EXERCISE TEXT ->
>>>

Bacterial infections are a leading cause of morbidity and mortality worldwide. The first line of defense against pathogenic microorganisms is provided by the innate immune system. In order to recognize the presence of bacteria, innate effector cells, such as macrophages, neutrophils and dendritic cells, express an array of so-called pattern recognition receptors (PRRs) that sense conserved bacterial molecules, including lipids, nucleic acids or proteins.
The most well-studied PRRs are Toll-like receptors (TLRs), of which ten have been identified in humans. While TLR3, 7 and 8 are linked to antiviral immune responses, TLR1, 2, 4, 5, 6 and 9 predominantly signal the presence of bacteria Citation[1]. Upon encounter of bacterial molecules by TLRs, signaling pathways, including MAPKs and nuclear translocation of nuclear factor (NF)-κB, result in the release of inflammatory mediators and activation of immune effector cells. TLRs are classical transmembrane proteins, with their ligand-binding domains pointing towards the extracellular milieu or corresponding membrane-enclosed intracellular compartments, such as the endosome. Most TLRs have been studied extensively on the basis of their ability to recognize distinct bacterial ligands in vitro. Consecutive in vivo studies using knockout mice do not always reveal such a strong phenotype and susceptibility to infection, as anticipated based on in vitro studies. While TLR4, which recognizes the Gram-negative bacterial component lipopolysaccharide, a well-known inducer of inflammation, is definitely required for any inflammatory response during endotoxemia, it also contributes to protective immune response mechanisms during Gram-negative bacterial infections Citation[1].

<<<

DATA SHOWN ->
>>>

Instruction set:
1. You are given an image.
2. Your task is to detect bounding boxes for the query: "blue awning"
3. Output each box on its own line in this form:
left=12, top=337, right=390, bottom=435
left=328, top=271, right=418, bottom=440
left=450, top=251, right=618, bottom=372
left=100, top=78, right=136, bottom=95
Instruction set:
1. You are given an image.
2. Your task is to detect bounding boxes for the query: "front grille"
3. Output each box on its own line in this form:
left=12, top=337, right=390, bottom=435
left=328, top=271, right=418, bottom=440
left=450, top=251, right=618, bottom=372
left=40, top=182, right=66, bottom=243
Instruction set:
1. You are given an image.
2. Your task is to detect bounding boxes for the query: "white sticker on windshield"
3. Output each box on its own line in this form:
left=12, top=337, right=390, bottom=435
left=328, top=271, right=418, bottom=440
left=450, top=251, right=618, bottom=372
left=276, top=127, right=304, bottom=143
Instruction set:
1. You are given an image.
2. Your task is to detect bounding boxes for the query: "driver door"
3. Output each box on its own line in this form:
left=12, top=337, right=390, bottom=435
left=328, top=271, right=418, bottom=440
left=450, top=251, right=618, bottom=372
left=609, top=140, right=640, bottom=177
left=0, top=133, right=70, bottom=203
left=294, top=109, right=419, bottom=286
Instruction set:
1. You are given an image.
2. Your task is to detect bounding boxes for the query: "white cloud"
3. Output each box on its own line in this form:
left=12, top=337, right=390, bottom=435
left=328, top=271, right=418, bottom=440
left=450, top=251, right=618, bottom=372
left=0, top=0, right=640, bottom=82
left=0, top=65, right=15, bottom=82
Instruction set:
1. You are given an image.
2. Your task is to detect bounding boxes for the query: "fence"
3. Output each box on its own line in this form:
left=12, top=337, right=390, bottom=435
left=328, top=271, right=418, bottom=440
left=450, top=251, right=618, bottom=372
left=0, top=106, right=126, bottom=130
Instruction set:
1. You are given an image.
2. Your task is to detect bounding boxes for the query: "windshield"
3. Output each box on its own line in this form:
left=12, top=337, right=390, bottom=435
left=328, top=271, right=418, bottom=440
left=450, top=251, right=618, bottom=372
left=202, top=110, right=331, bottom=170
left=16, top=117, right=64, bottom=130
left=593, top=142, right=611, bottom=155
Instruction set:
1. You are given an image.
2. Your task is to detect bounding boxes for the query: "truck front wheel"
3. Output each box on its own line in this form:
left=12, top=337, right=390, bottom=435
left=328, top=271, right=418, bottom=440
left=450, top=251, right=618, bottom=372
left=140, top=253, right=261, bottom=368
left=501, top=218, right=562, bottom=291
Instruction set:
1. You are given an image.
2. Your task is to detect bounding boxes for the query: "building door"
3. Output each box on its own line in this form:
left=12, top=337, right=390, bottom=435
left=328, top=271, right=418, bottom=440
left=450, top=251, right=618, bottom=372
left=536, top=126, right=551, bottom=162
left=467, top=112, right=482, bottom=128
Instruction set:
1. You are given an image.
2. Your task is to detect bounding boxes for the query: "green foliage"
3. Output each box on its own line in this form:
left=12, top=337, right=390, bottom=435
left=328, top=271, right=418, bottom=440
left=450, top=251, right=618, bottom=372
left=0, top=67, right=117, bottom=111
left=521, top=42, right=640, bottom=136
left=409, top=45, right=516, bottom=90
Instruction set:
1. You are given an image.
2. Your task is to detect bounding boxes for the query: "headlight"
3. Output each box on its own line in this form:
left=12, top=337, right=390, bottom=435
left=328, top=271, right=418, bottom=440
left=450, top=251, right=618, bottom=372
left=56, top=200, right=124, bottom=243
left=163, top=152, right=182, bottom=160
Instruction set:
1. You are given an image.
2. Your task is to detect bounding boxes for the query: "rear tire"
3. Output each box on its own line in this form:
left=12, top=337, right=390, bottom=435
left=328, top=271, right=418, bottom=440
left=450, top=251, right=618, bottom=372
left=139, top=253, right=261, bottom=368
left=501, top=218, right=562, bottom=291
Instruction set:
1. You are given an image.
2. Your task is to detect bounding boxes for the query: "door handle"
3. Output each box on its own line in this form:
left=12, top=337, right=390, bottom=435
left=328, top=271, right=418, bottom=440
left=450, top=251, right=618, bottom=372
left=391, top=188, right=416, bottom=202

<<<

WORK TO COMPLETE ->
1. Answer these questions using the Toll-like receptor text.
(a) Which innate effector cells are named as expressing pattern recognition receptors?
(b) How many TLRs have been identified in humans?
(c) Which Gram-negative bacterial component does TLR4 recognize?
2. Output the Toll-like receptor text from "Bacterial infections are" up to and including "acids or proteins.".
3. Summarize the Toll-like receptor text in two sentences.

COMPLETED EXERCISE ->
1.
(a) Macrophages, neutrophils and dendritic cells
(b) Ten
(c) Lipopolysaccharide

2.
Bacterial infections are a leading cause of morbidity and mortality worldwide. The first line of defense against pathogenic microorganisms is provided by the innate immune system. In order to recognize the presence of bacteria, innate effector cells, such as macrophages, neutrophils and dendritic cells, express an array of so-called pattern recognition receptors (PRRs) that sense conserved bacterial molecules, including lipids, nucleic acids or proteins.

3. The innate immune system is the first line of defense against bacteria, and its effector cells express pattern recognition receptors that sense conserved bacterial molecules. Toll-like receptors are the most well-studied of these receptors, and several of them signal the presence of bacteria and trigger inflammatory pathways, but in vivo studies using knockout mice do not always show the susceptibility to infection expected from in vitro work.